TEXT EXCERPT:
Major League Baseball final standings Edit
|1st||New York Yankees||101||61||.623||--|
|2nd||Boston Red Sox *||98||64||.605||3.0|
|4th||Tampa Bay Devil Rays||70||91||.435||30.5|
|5th||Toronto Blue Jays||67||94||.416||33.5|
|2nd||Chicago White Sox||83||79||.512||9.0|
|5th||Kansas City Royals||58||104||.358||34.0|
|4th||New York Mets||71||91||.438||25.0|
|1st||St. Louis Cardinals||105||57||.648||--|
|2nd||Houston Astros *||92||70||.568||13.0|
|1st||Los Angeles Dodgers||93||69||.574||--|
|2nd||San Francisco Giants||91||71||.562||2.0|
|3rd||San Diego Padres||87||75||.537||6.0|
- The asterisk denotes the club that won the wild card for its respective league.
- February 15 - Alex Rodriguez is traded by the Texas Rangers to the New York Yankees in exchange for Alfonso Soriano and a player to be named later.
- April 12 - Barry Bonds ties his godfather Willie Mays for third on the all-time career home run list with his 660th home run coming in the fifth inning off of Milwaukee Brewers starter Matt Kinney.
- April 12 - The Cincinnati Reds defeat the Philadelphia Phillies, 4-1, in the first game played at Philadelphia's Citizens Bank Park.
- April 13 - Pitchers Dennis Eckersley and Bruce Hurst, catcher-manager Bill Carrigan and infielders Wade Boggs, Billy Goodman and Pete Runnels are selected for induction into the Boston Red Sox Hall of Fame. The club's Hall of Fame selection committee conducted its voting at a meeting last fall.
- April 27 - Chad Moeller becomes the fifth Milwaukee Brewers player to hit for the cycle, the first to do it at home, and the first since Paul Molitor did it on May 15, 1991 against the Minnesota Twins.
- May 8 - At Fenway Park, Pokey Reese has the first two-homer game of his career in the Boston Red Sox' 9-1 victory over the Kansas City Royals. Curt Schilling pitches his first AL complete game, and the 80th of his career, while striking out eight. Reese hits an inside-the-park home run and one of the conventional type over the Green Monster, to snap a 172 at-bat homerless streak dating to April 4, 2003. The last Red Sox player to hit a conventional homer and an inside-the-park homer in the same game was Tony Armas on September 24, 1983, at Tiger Stadium.
- May 18 - Arizona Diamondbacks pitcher Randy Johnson becomes only the 17th person in major league history to throw a perfect game, throwing 13 strikeouts on his way to a 2-0 defeat of the Atlanta Braves.
- May 26 - The Pittsburgh Pirates' Daryle Ward hits for the cycle in the Pirates' 11-8 victory over the St. Louis Cardinals. It has been done 23 times in Pittsburgh history and 243 times in the majors since 1882. Ward joins his father, Gary Ward, to become the first father-son combination in major league history to hit for the cycle. The senior Ward accomplished the feat on September 18, 1980, for the Minnesota Twins.

DATA EXTRACT:
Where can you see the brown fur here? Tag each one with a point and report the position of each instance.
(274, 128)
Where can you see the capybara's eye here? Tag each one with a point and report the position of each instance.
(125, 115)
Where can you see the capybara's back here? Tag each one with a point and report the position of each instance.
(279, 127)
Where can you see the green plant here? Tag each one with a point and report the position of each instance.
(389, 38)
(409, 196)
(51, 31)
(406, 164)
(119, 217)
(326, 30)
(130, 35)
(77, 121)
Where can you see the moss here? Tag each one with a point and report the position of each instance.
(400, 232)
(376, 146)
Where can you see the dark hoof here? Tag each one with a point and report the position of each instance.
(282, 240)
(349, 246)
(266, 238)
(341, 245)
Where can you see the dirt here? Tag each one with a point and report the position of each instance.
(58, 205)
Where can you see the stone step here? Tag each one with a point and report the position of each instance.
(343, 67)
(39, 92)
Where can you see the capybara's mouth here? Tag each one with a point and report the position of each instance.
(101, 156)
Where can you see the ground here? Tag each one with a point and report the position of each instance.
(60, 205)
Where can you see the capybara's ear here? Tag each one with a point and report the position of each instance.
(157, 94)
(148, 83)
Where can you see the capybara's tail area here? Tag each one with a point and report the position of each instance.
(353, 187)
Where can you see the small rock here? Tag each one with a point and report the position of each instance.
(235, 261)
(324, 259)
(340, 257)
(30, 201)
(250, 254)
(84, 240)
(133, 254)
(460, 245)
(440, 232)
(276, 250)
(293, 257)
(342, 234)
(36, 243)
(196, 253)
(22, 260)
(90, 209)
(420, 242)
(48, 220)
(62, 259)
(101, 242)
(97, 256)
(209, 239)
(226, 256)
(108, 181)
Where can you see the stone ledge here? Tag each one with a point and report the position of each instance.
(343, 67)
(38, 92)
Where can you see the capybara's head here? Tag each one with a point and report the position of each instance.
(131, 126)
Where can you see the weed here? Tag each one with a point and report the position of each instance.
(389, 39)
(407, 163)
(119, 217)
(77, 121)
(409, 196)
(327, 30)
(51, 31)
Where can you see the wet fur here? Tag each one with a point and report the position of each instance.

BRIEF A:
Decide whether each statement below agrees with the baseball season excerpt. Answer yes or no for each, and quote the words of the excerpt that settle it.
(i) Randy Johnson's perfect game came against the Atlanta Braves.
(ii) Chad Moeller was the first Milwaukee Brewers player to hit for the cycle.
(iii) The Cincinnati Reds won the first game played at Citizens Bank Park.
BRIEF B:
Answer these questions using the baseball season excerpt:
(i) What did the Texas Rangers receive in exchange for Alex Rodriguez?
(ii) How many batters did Curt Schilling strike out in his first AL complete game?
(iii) On what date did Gary Ward hit for the cycle?
BRIEF C: Write the next part of the baseball season excerpt, picking up after its final entry.
The items above come from a separate source and are unrelated to the baseball season excerpt.

EXERCISE RESULT A:
(i) Yes: "throwing 13 strikeouts on his way to a 2-0 defeat of the Atlanta Braves"
(ii) No: "Chad Moeller becomes the fifth Milwaukee Brewers player to hit for the cycle"
(iii) Yes: "The Cincinnati Reds defeat the Philadelphia Phillies, 4-1, in the first game played at Philadelphia's Citizens Bank Park."

EXERCISE RESULT B:
(i) Alfonso Soriano and a player to be named later
(ii) Eight
(iii) September 18, 1980

EXERCISE RESULT C:
- May 28 - Mariano Rivera notches his 300th career save in the New York Yankees' 7-5 victory over the Tampa Bay Devil Rays. He also becomes the first Yankee and 17th reliever in major league history to reach the milestone.
- May 28 - Matt Clement becomes the 21st big league pitcher and the first Chicago Cubs pitcher in over a century to hit three batters in one inning, to tie a major league record. The victims plucked in the fifth inning of the first game of a doubleheader against Pittsburgh are Bobby Hill, Jason Kendall and Craig Wilson.
- June 12 - San Francisco Giants outfielder Barry Bonds drills a solo home run (the 675th of his career) off the Baltimore Orioles' Rodrigo López, who becomes the 400th pitcher to be so victimized. Bonds' performance upstaged a milestone afternoon by Rafael Palmeiro, who hits his 536th and 537th homers to move past Mickey Mantle into 11th place on the career list. It is only the third time in baseball history that two players with 500 homers connected in the same game. Willie Mays and Ernie Banks did it in 1970, and Mays and Hank Aaron both homered on May 8, 1971.
- June 20 - On Father's Day afternoon at Busch Stadium, Cincinnati Reds outfielder Ken Griffey, Jr. goes deep on a 2-2 fastball from the St. Louis Cardinals' Matt Morris, securing a spot in the record books as the 20th player with 500 career home runs.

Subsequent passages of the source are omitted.